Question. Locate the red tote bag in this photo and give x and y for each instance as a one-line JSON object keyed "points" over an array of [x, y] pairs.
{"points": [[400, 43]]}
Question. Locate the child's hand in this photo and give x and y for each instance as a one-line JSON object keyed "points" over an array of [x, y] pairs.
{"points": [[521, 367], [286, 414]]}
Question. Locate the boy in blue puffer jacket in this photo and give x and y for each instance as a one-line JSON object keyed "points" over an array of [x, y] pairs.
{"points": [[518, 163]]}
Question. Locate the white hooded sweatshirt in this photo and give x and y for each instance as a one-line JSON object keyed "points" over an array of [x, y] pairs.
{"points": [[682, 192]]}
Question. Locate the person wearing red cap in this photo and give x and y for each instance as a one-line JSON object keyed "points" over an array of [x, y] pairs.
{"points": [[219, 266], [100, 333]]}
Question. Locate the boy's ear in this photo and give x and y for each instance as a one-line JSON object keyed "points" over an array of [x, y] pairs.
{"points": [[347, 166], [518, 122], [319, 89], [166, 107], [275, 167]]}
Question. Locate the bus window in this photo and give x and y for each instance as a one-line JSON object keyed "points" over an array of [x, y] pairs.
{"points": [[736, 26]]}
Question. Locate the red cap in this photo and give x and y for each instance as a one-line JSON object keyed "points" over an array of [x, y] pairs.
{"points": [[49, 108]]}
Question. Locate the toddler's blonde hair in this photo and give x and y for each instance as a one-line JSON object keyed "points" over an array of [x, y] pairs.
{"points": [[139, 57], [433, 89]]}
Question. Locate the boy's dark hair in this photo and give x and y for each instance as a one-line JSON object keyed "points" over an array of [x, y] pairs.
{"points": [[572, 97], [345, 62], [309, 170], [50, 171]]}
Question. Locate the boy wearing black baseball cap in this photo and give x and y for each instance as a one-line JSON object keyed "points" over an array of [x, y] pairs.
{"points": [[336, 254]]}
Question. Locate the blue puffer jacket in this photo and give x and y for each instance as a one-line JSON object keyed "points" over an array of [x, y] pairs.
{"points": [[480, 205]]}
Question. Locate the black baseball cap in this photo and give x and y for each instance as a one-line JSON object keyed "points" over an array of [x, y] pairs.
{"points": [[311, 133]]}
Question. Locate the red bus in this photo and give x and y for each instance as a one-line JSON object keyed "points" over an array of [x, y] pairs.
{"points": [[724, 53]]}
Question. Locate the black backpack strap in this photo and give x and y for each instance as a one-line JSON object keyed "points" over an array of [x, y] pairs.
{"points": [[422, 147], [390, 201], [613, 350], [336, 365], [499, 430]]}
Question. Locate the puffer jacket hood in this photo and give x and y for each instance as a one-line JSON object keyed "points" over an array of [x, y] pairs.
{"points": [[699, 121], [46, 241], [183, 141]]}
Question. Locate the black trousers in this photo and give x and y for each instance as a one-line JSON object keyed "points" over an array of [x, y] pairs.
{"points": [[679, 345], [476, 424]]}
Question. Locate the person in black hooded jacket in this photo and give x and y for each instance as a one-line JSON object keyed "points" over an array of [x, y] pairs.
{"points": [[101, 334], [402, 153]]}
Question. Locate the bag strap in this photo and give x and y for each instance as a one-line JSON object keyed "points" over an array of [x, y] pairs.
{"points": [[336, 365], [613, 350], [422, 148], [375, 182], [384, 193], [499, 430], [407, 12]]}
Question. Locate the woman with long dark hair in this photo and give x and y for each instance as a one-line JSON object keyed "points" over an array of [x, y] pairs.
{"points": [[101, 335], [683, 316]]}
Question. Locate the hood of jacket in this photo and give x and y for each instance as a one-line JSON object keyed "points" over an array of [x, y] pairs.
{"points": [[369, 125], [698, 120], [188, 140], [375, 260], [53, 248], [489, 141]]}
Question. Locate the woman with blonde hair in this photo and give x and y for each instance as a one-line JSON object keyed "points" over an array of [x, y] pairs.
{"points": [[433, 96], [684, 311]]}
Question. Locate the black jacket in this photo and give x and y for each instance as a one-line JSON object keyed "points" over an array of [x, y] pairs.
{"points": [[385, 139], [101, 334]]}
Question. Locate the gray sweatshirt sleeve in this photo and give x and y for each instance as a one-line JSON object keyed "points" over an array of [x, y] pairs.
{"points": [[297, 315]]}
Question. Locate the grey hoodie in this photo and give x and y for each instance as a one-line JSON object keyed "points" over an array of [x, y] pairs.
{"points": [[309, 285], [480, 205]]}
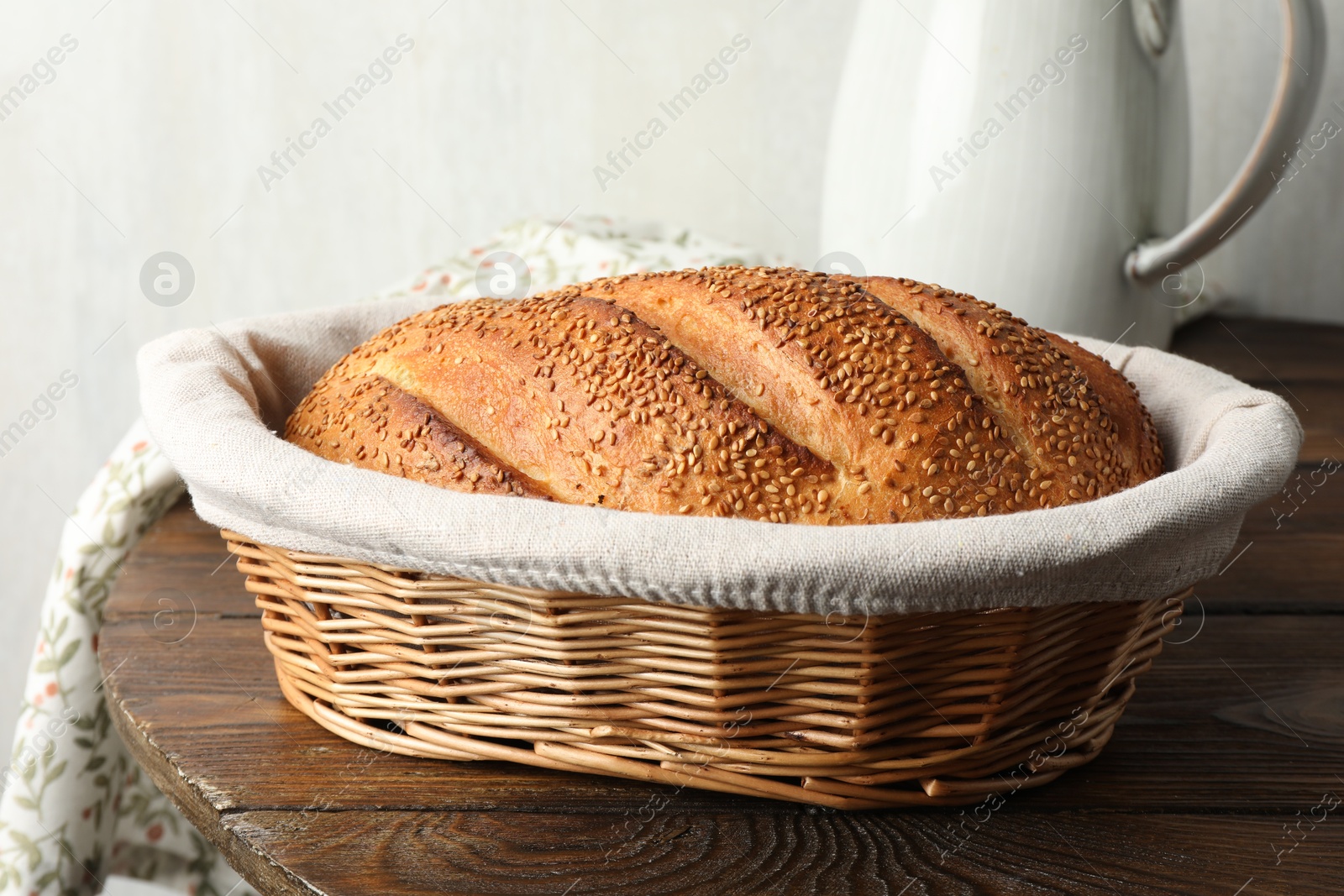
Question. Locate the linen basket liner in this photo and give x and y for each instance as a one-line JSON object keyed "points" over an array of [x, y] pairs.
{"points": [[215, 399]]}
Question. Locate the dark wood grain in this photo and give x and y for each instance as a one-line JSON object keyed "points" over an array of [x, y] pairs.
{"points": [[827, 852], [1265, 351], [1209, 786]]}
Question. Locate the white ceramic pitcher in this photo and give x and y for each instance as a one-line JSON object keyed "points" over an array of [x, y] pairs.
{"points": [[1035, 154]]}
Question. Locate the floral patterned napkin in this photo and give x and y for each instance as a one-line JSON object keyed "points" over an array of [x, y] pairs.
{"points": [[76, 808]]}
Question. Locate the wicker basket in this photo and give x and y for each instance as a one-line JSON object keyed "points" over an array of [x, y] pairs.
{"points": [[851, 712]]}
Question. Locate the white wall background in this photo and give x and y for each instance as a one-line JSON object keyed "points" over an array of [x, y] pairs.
{"points": [[151, 134]]}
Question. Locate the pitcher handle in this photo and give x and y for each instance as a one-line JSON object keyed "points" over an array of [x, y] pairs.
{"points": [[1294, 101]]}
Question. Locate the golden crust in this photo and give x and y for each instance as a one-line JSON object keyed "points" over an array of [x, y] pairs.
{"points": [[768, 394]]}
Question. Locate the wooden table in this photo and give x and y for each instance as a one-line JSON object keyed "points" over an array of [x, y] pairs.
{"points": [[1222, 777]]}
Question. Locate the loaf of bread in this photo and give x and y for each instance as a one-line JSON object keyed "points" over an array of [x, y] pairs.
{"points": [[765, 394]]}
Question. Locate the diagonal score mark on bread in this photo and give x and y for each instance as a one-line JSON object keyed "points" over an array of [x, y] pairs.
{"points": [[1054, 396], [578, 398], [768, 394]]}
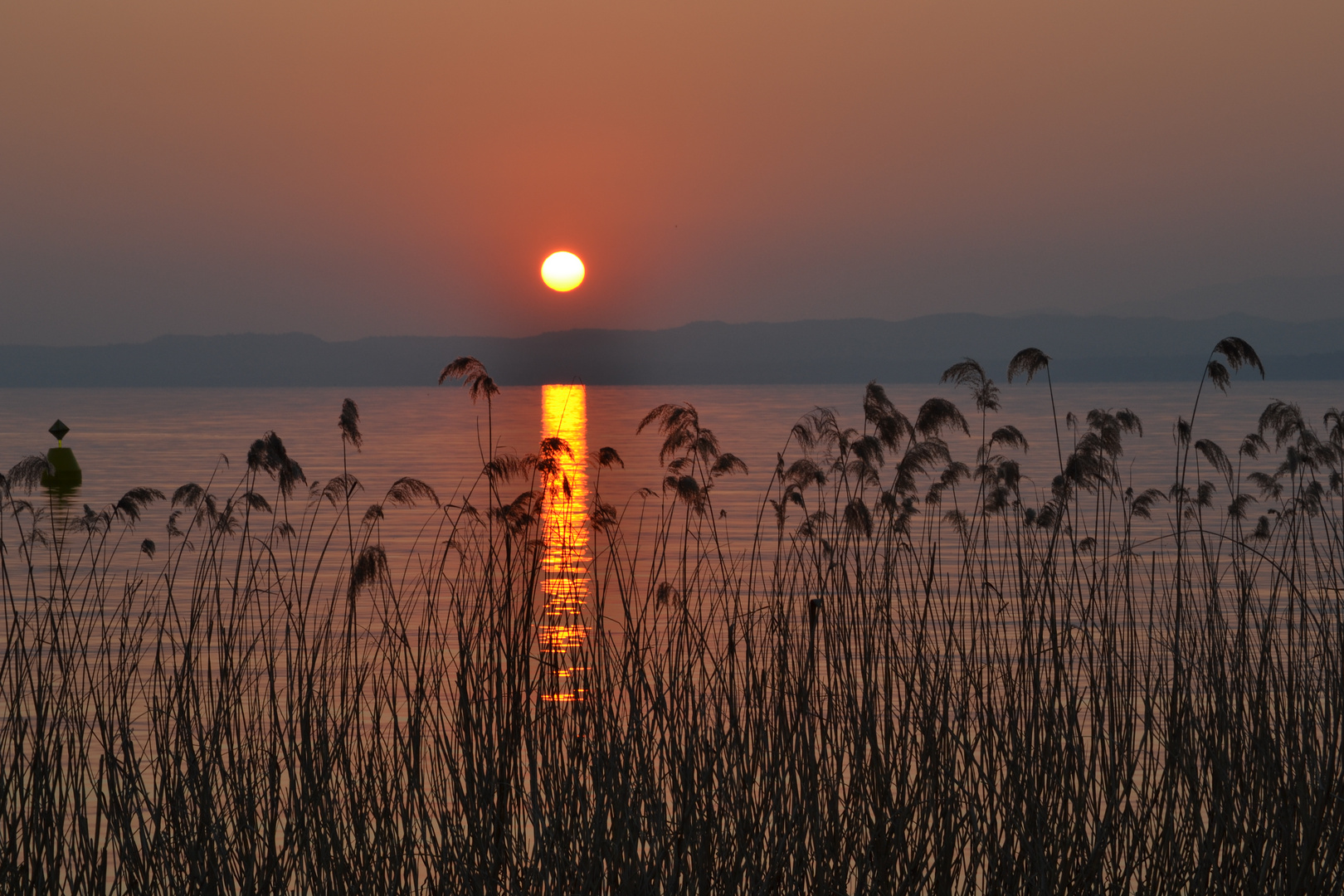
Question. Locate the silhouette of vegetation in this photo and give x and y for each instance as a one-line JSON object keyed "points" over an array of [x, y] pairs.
{"points": [[923, 674]]}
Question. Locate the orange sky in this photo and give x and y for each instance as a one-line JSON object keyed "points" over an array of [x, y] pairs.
{"points": [[359, 168]]}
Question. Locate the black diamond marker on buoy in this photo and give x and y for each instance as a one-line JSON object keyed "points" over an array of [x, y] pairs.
{"points": [[63, 473]]}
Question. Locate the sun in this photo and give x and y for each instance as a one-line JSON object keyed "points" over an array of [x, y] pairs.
{"points": [[562, 271]]}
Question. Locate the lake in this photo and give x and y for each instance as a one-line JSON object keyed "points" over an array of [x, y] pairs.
{"points": [[167, 437]]}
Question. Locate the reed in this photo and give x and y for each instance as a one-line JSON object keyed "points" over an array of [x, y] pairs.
{"points": [[919, 676]]}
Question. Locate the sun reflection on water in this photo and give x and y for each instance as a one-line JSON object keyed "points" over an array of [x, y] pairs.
{"points": [[565, 562]]}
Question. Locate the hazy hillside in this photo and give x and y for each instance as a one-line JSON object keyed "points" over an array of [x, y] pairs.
{"points": [[849, 351]]}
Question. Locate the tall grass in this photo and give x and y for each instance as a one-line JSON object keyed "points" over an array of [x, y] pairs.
{"points": [[921, 676]]}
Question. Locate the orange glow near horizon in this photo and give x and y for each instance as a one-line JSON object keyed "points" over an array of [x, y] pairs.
{"points": [[562, 271], [566, 538]]}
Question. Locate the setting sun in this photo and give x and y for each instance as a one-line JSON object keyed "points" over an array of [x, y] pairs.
{"points": [[562, 271]]}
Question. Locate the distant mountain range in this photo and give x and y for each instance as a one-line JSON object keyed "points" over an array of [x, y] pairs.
{"points": [[1093, 348]]}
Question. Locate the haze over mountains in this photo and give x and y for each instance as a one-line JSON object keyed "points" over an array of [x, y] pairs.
{"points": [[1092, 348]]}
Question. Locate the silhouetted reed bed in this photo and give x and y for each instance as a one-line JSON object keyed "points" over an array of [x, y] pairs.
{"points": [[921, 676]]}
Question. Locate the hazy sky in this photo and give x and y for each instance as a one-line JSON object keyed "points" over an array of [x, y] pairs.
{"points": [[377, 168]]}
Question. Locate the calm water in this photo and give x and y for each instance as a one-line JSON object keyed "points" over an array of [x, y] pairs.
{"points": [[166, 437]]}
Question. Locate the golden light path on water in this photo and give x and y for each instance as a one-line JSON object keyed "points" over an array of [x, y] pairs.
{"points": [[565, 562]]}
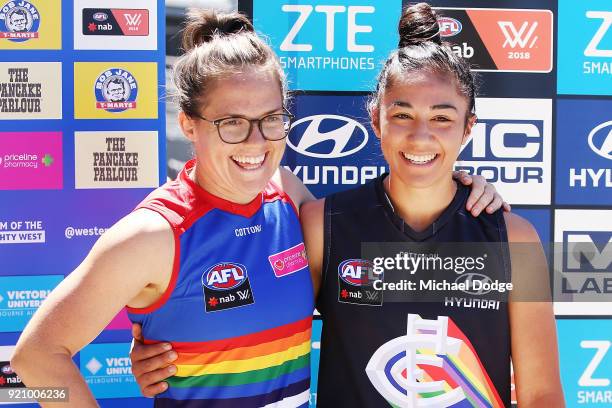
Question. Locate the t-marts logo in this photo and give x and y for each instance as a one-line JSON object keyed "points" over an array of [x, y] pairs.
{"points": [[121, 22], [327, 136], [19, 21], [500, 39], [116, 90], [447, 368], [226, 285], [334, 45], [355, 283], [511, 147], [583, 262]]}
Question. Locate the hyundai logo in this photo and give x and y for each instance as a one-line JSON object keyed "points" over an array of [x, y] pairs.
{"points": [[468, 278], [600, 140], [327, 136]]}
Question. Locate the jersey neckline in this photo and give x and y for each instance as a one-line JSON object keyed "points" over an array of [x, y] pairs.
{"points": [[435, 226], [245, 210]]}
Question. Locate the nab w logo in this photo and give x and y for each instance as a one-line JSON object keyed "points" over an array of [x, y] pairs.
{"points": [[133, 20], [592, 49], [327, 136], [587, 251], [523, 37], [224, 276]]}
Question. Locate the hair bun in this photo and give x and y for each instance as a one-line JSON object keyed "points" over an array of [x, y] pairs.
{"points": [[203, 25], [418, 25]]}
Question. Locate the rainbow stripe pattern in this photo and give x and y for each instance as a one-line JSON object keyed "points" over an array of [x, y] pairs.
{"points": [[465, 382], [233, 372]]}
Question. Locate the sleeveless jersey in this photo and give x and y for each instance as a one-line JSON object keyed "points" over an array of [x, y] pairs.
{"points": [[239, 306], [376, 353]]}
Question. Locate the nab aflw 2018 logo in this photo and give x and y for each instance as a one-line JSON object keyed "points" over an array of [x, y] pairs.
{"points": [[116, 90], [226, 285], [433, 365], [19, 21]]}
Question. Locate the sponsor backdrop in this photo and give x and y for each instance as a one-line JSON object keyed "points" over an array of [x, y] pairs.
{"points": [[88, 75], [544, 134], [82, 136]]}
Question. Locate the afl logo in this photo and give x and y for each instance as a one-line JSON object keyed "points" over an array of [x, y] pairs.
{"points": [[100, 16], [469, 278], [116, 90], [449, 26], [19, 21], [224, 276], [356, 272]]}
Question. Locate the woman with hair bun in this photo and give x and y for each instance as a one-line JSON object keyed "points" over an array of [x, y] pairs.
{"points": [[201, 262]]}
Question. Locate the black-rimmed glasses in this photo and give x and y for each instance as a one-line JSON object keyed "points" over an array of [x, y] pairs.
{"points": [[237, 129]]}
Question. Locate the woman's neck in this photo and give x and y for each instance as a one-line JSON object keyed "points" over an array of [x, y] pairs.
{"points": [[419, 207], [234, 196]]}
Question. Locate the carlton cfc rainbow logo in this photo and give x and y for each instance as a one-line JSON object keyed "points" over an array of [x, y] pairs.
{"points": [[356, 272], [433, 365], [19, 21], [116, 90], [224, 276]]}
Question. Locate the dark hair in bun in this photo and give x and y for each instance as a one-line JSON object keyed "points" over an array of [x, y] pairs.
{"points": [[422, 49], [203, 25], [216, 45], [419, 24]]}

+++

:: Given task ::
Return the lines above, from the one containing "Question. Locate the nab aflw" to the end, exactly as they stand.

:: Response to the exercise ::
Question. Locate the nab aflw 2018 logo in this photo and give x and y for each instance as a one-line JSON object keyed "points" over an array of [x, y] pairs.
{"points": [[116, 90], [226, 285], [433, 365], [19, 21]]}
Question. Locate the sponsor backdrop in this photo and give x and y for each instance as a one-line JSON object keyed "points" over an array of [x, y] pairs.
{"points": [[88, 75], [544, 134], [82, 136]]}
Question. Locate the afl logo in this photo and give x and y for each instance as a one-line JSON object keyed "points" over an array of [x, y] pairs.
{"points": [[100, 16], [469, 278], [116, 90], [449, 26], [19, 21], [224, 276], [356, 272]]}
Question. Locate the woman with hair bun in this photo and give x and y for each instance as a one-line JSON object keyed "points" over an array of [x, y] pairs.
{"points": [[201, 262]]}
Question. Locate the black-rimmed glasses in this photo and give x and y for each instance as a one-line JSON object keyed "points" over an array of [x, y] pairs.
{"points": [[237, 129]]}
Question. Locate the woman's neck in this photo and give x and y for each instance as a one-line JSON object keyed "points" over an array of [x, y] pairs.
{"points": [[419, 207], [234, 196]]}
Question. Locate the carlton cfc rainbow logo in this photo and give x and y for each instance as a one-line JSON object keyed "points" over an array of [x, y] pairs.
{"points": [[356, 272], [433, 365], [19, 21], [116, 90], [224, 276]]}
Question. Locate the dark hair in bun in this photo and give x and y for each instance as a one-line JSON object keyed "points" over an array of [x, y] pairs.
{"points": [[422, 49], [203, 25], [216, 45], [419, 24]]}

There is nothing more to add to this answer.